Tutorial on how to get into Libre-SOC development
This tutorial is a guide for anyone wishing, literally, to start from scratch and learn how to contribute to the Libre-SOC. Much of this you should go through (skim and extract) the HDL workflow document, however until you begin to participate much of that document is not fully relevant. This one is intended to get you "up to speed" with basic concepts.
Discussions here:
- http://lists.libre-riscv.org/pipermail/libre-riscv-dev/2020-February/004166.html
- http://lists.libre-riscv.org/pipermail/libre-riscv-dev/2020-March/004804.html
Programming vs hardware.
We are assuming here you know some programming language. You know that it works in sequence (unless you went to Imperial College in the 80s and have heard of Parlog).
Hardware basically comprises transistor circuits. There's nothing in the universe or the laws of physics that says light and electricity have to operate sequentially, and consequently all Digital ASICs are an absolutely massive arrays of unbelievably excruciatingly tediously low level "gates", in parallel, separated occasionally by clock-synchronised "latches" that capture data from one processing section before passing it on to the next.
Thus, it is imperative to conceptually remind yourself, at all times, that everything that you do, even when writing your HDL code line by line, is, in fact, at the gate level, done as massively-parallel processing, not as sequential processing, at all. If you want "sequential" you have to store the results of one parallel block of processing in "latches", wait for the clock to "tick", and pass it on to the next block.
ASIC designers avoid going completely off their heads at the level of detail involved by "compartmentalising" designs into a huge hierarchy of modular design, where the tools selected aid and assist in isolating as much of the contextually-irrelevant detail as practical, allowing the developer to think in relevant concepts without being overwhelmed.
Understanding this is particularly important because the level of hierarchy of design may be one hundred or more modules deep just in nmigen alone, (and that's before understanding the abstraction that nmigen itself provides); yosys goes through several layers as well, and finally, alliance / corilolis2 have their own separate layers.

Given problem: Write the next part of the Libre-SOC development tutorial, picking up after its final sentence. The records that follow were taken from a separate source.

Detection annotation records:
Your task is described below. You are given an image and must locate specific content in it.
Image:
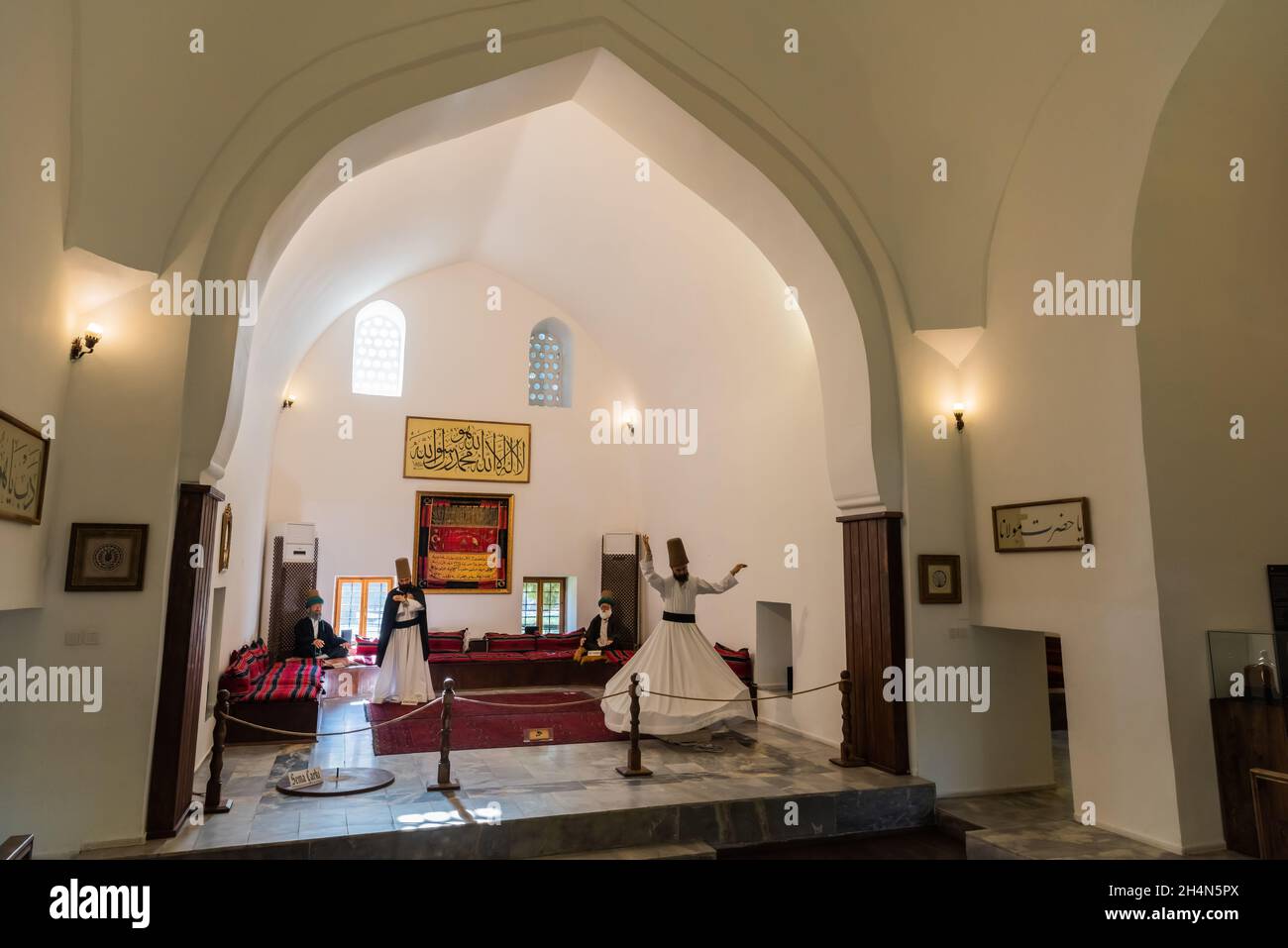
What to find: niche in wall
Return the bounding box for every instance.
[756,601,793,691]
[206,586,228,719]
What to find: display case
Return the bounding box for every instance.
[1207,630,1288,859]
[1208,630,1288,700]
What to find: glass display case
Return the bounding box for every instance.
[1208,630,1288,700]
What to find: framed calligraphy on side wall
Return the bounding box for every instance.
[993,497,1091,553]
[0,411,49,524]
[412,490,514,593]
[403,416,532,484]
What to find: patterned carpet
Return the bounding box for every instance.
[366,691,627,755]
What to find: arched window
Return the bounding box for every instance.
[353,300,407,398]
[528,319,570,408]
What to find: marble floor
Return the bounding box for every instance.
[86,689,934,858]
[935,730,1243,859]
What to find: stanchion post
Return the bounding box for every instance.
[425,679,461,790]
[617,671,653,777]
[203,687,233,812]
[832,669,868,767]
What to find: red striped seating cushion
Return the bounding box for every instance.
[429,629,465,652]
[483,632,541,652]
[468,649,532,662]
[242,658,322,702]
[519,648,577,662]
[537,629,587,651]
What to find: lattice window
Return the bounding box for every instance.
[331,576,394,639]
[528,329,564,407]
[353,300,407,398]
[519,576,568,635]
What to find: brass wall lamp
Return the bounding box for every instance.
[71,322,103,362]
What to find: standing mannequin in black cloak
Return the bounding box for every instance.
[371,557,434,704]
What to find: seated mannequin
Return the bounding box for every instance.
[574,588,621,662]
[292,588,349,669]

Result below:
Throughout each layer, the abstractions of a higher layer are removed and replaced with topologically-equivalent but increasingly detailed equivalents. nmigen has the concept of integers (not really: it has the concept of something that, when the tool is executed, will create a representation of an integer), and this is passed through intact to yosys. yosys however knows that integers need to be replaced by wires, buses and gates, so that's what it does.
Thus, you can think safely in terms of "integers" when designing and writing the HDL, confident that the details of converting to gates and wires is taken care of.
It is also critically important to remember that unlike a software environment there is no memory or stack, only if you create an actual SRAM and lay out the gates to address it with a binary to unary selector. There is no register file unless you actually create one. There is no ALU unless you make one... and so on. And beyond that hardware, if you forget to add something that might be needed for exceptional purposes, if it's not there you simply cannot add it later like you can in software. If it's not there, it's not there and that's the end of the discussion. Consequently a vast amount of time goes into planning and simulation (software, FPGA and SPICE) as mistakes and omissions can literally cost tens of millions of dollars to rectify.
Debian
Sorry, ubuntu, macosx and windows lovers: start by installing debian either in actual hardware or in a VM. A VM has the psychological disadvantage of making you feel like you are not taking things seriously (it's a toy), so consider dual booting or getting a second machine.
Python
First: learn python. python3 to be precise. Start by learning the basic data types: string, int, float then dict, list and tuple. Then move on to functions, then classes, exceptions and the "with" statement. Along the way you will pick up imports. Do not use "import *" it will cause you and everyone else who tries to read your code a world of pain.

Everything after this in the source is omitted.